Dominic is fourteen years old and needs to go to a decent school.
Aged only four he learnt to ride a Yamaha PW 50. Aged only nine he could drive my Range Rover and now he can drive my truck. He is a demon on a jetski and knows how to handle a rifle safely and can comfortably hit what he aims at. Just today we were discussing the Periodic Table of the Elements. He explained to me that the most abundant element in the universe was iron and that, in fact, all life on earth depended on its iron core the motion of which providing as it did, the magnetic field that protected the planet's surface from solar radiation. He went on to say that iron was the most stable element of the universe and all other elements either side of it on the Periodic Table tended to decay towards it. He'd lost me by now.
'Dad, you did nuclear physics, you know all about decay!' he protested.
No, Son, I am old and sick, that's why I know all about decay I thought but, blimey, I was impressed.
But he is absolutely corrrect, of course. Iron is the most abundant element and if our earth with its elliptical orbit wasn't constantly being massaged by the sun's gravitational pull creating internal friction, our liquid iron core would cool, denuding the magnetic field that so far has protected us from the mother of all storms, a solar one. Solar winds, hitherto deflected would strip our atmosphere away and Earth would resemble Mars in no time.
Regular readers of this blog will know that the only reason I am still here is that I separated from Dominic's mother over ten years ago and, since she was Angolan, lost custody of him. The only way I could have any influence on his development, therefore, was to give up my career and stay in Angola and take any shit job I could and just make the best of a generally bleak situation. I call my blog 'A Hippo on the Lawn' but I subtitle it, 'Diary of an Involuntary Expatriate'. I didn't choose to be here. As far as I am concerned, I could easily do Life in a UK prison. You try doing twenty years in this shithole. The whisky will get me before I get parole. My liver would have been better off had I been in prison all this time but I have a son and even if the law will only allow me to be near him on certain occasions, I have an obligation to him. That's why I taught him to ride a motorcycle aged four. It is why I bought him a telescope so he could look at stars those in the Northern Hemisphere could only dream of. I taught him to fish and got him a microscope so he could study the beasties we collected on our walks together. His English isn't perfect but it is pretty damn good. At fourteen he can drive my truck. It is time for him to go to a decent school.

**DATASET EXCERPTS**

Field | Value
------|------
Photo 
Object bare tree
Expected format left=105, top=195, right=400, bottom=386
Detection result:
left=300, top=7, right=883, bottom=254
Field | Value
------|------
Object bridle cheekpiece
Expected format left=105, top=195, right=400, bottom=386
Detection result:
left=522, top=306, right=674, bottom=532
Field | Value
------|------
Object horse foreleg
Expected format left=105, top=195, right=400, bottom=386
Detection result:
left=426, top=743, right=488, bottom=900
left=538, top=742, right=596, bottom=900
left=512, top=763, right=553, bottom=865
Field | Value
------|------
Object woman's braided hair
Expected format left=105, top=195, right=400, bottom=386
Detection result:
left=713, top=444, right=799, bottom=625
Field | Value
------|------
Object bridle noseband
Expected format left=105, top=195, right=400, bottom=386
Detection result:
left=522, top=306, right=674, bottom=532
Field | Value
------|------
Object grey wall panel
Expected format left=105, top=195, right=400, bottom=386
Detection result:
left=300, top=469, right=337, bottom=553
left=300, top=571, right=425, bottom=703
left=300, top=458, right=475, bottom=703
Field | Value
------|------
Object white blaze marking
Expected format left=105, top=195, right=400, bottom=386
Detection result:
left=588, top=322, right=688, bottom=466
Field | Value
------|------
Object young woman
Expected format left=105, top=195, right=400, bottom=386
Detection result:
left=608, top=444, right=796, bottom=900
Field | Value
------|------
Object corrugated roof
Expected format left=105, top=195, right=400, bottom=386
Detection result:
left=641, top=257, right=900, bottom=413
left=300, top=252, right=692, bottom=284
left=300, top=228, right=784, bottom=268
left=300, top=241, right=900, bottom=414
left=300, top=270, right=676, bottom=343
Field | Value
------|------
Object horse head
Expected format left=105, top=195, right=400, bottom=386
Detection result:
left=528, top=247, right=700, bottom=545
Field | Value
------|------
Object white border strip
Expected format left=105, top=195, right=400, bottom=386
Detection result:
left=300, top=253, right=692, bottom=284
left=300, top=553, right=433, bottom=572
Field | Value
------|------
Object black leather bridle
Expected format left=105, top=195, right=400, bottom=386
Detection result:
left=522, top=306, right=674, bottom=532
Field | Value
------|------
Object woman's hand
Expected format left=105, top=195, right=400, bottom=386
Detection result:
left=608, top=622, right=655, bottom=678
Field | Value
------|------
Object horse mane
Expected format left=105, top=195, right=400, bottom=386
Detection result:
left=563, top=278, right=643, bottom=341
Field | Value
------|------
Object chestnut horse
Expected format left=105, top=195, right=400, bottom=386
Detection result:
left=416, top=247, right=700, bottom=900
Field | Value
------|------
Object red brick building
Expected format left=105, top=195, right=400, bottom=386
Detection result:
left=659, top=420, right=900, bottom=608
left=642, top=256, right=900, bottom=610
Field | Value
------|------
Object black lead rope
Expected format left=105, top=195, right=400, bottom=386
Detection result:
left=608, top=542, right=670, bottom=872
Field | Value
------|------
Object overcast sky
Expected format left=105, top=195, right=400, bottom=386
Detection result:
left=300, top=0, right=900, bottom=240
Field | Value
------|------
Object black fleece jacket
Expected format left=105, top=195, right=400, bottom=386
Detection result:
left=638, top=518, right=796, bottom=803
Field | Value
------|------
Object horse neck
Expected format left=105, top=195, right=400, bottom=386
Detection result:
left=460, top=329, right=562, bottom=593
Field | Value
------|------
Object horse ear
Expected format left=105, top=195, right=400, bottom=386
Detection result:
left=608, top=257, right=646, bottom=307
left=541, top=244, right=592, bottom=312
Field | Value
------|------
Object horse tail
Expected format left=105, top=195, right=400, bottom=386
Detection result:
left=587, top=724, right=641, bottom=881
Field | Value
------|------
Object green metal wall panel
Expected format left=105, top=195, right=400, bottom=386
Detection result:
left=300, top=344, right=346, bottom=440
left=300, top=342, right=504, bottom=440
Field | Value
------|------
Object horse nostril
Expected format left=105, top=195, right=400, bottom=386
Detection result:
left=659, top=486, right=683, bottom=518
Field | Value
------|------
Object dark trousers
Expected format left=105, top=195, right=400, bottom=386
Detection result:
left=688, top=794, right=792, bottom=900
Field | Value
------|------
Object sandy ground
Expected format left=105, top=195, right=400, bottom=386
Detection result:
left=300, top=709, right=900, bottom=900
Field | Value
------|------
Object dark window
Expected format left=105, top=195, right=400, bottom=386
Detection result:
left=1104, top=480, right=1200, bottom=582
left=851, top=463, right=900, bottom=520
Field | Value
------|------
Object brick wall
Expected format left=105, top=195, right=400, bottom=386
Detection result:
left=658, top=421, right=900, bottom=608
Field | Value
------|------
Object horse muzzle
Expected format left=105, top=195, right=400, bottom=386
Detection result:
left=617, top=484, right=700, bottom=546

**CHECK YOUR UNDERSTANDING**
- a) Answer the following questions using the blog post.
(i) At what age did Dominic learn to ride a Yamaha PW 50?
(ii) What subtitle does the writer give the blog?
(iii) What did the writer buy Dominic so that he could look at stars?
- b) Rewrite the part of the blog post that opens with the words "No, Son, I am" and closes with "in no time.", changing "blimey" to "goodness".

**RESULTS IN ORDER**
- a)
(i) At the age of four.
(ii) 'Diary of an Involuntary Expatriate'.
(iii) A telescope.

- b)
No, Son, I am old and sick, that's why I know all about decay I thought but, goodness, I was impressed.
But he is absolutely corrrect, of course. Iron is the most abundant element and if our earth with its elliptical orbit wasn't constantly being massaged by the sun's gravitational pull creating internal friction, our liquid iron core would cool, denuding the magnetic field that so far has protected us from the mother of all storms, a solar one. Solar winds, hitherto deflected would strip our atmosphere away and Earth would resemble Mars in no time.